Report every line in the items below that contains the word "mossy", matching its case exactly.
►
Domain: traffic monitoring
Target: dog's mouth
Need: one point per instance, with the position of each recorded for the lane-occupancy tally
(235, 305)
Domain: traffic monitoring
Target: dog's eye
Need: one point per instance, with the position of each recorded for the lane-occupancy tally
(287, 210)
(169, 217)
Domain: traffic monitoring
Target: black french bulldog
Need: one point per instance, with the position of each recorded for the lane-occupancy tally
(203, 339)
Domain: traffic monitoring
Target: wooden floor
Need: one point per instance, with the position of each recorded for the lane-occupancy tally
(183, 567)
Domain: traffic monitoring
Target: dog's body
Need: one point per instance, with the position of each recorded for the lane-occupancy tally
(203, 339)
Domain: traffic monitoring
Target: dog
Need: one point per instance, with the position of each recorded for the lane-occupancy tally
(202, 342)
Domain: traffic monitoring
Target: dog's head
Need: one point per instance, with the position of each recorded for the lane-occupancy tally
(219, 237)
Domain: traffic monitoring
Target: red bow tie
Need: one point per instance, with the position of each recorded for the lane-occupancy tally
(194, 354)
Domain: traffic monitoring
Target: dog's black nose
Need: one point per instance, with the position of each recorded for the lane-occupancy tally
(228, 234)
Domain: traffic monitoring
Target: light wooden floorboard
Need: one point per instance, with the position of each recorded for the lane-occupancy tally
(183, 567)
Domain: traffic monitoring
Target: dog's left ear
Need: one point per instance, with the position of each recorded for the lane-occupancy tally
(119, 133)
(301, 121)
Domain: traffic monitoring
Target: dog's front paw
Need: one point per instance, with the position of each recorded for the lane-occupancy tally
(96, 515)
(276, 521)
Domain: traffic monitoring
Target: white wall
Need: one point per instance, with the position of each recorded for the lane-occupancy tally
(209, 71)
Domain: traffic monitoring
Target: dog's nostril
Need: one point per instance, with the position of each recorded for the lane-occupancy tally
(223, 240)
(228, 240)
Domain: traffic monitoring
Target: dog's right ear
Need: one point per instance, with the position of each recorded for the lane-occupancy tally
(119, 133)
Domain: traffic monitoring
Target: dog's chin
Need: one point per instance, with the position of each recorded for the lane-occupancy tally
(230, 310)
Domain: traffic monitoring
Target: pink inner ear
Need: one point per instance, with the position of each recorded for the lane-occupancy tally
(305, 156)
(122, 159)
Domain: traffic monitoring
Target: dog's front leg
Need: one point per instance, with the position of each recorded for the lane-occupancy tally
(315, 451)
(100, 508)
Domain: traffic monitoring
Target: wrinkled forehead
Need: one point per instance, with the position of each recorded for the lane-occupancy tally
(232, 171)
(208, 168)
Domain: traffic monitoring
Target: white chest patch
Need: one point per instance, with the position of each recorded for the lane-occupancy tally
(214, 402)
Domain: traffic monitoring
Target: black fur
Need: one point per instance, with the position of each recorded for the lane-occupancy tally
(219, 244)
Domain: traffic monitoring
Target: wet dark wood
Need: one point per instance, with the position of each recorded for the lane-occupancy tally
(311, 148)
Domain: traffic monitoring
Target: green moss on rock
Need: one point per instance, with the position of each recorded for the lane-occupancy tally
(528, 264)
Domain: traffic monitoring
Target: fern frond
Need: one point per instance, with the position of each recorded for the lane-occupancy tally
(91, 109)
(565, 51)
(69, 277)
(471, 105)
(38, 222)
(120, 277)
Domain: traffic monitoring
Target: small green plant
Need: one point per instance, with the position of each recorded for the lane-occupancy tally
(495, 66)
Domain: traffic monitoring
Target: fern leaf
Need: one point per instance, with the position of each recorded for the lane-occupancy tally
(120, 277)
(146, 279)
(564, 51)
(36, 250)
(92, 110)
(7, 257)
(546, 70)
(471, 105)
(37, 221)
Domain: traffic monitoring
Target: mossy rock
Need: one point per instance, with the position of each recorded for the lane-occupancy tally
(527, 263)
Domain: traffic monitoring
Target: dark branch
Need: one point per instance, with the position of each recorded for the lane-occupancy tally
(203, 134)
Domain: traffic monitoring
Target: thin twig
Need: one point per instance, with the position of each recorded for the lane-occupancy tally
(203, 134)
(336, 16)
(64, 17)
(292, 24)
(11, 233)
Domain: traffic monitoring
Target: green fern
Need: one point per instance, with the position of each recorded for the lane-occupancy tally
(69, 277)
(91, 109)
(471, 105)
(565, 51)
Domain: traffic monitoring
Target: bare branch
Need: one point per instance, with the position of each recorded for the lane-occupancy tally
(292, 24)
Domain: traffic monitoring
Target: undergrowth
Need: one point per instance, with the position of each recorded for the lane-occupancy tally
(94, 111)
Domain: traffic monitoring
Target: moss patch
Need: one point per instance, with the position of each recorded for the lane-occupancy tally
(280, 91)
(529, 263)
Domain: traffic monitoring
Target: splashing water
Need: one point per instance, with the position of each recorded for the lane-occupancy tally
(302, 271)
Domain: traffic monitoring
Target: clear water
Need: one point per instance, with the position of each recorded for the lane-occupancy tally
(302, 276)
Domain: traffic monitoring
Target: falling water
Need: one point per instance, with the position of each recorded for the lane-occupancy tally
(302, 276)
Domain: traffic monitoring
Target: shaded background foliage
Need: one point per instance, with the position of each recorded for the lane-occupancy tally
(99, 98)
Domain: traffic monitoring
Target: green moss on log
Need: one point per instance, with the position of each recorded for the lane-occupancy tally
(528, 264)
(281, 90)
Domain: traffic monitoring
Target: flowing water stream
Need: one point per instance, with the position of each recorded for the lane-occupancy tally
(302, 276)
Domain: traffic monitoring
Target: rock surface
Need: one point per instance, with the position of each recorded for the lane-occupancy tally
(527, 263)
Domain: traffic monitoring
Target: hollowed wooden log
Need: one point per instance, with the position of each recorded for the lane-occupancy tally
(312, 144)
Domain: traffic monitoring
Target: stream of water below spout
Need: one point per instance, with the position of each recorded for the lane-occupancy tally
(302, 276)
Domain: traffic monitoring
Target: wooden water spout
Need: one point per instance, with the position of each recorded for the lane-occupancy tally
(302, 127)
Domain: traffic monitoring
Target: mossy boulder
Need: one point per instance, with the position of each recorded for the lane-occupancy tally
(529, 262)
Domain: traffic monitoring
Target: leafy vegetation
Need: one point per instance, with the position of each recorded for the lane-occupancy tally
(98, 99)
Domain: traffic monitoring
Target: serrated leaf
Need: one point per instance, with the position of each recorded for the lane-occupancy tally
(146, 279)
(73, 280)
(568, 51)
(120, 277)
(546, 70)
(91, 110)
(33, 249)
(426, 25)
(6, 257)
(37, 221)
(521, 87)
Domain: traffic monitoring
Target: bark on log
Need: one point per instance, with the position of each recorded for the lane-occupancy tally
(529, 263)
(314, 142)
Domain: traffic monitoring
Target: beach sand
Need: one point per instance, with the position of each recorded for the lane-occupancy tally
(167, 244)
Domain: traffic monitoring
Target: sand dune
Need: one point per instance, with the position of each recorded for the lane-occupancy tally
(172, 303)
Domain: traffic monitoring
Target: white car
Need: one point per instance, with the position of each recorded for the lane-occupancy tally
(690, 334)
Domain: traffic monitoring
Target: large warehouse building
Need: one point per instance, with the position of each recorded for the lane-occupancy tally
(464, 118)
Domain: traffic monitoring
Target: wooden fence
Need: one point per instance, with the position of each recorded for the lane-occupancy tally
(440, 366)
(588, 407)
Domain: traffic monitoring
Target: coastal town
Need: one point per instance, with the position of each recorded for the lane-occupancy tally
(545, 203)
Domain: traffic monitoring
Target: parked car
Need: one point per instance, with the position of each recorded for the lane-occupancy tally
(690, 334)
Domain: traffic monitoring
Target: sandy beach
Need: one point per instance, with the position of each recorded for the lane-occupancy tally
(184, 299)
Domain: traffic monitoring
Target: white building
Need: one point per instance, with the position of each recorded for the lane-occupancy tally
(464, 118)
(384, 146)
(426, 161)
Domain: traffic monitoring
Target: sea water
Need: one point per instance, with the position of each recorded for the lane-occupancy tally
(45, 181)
◄
→ Solution to this exercise
Target: mossy rock
Target: mossy boulder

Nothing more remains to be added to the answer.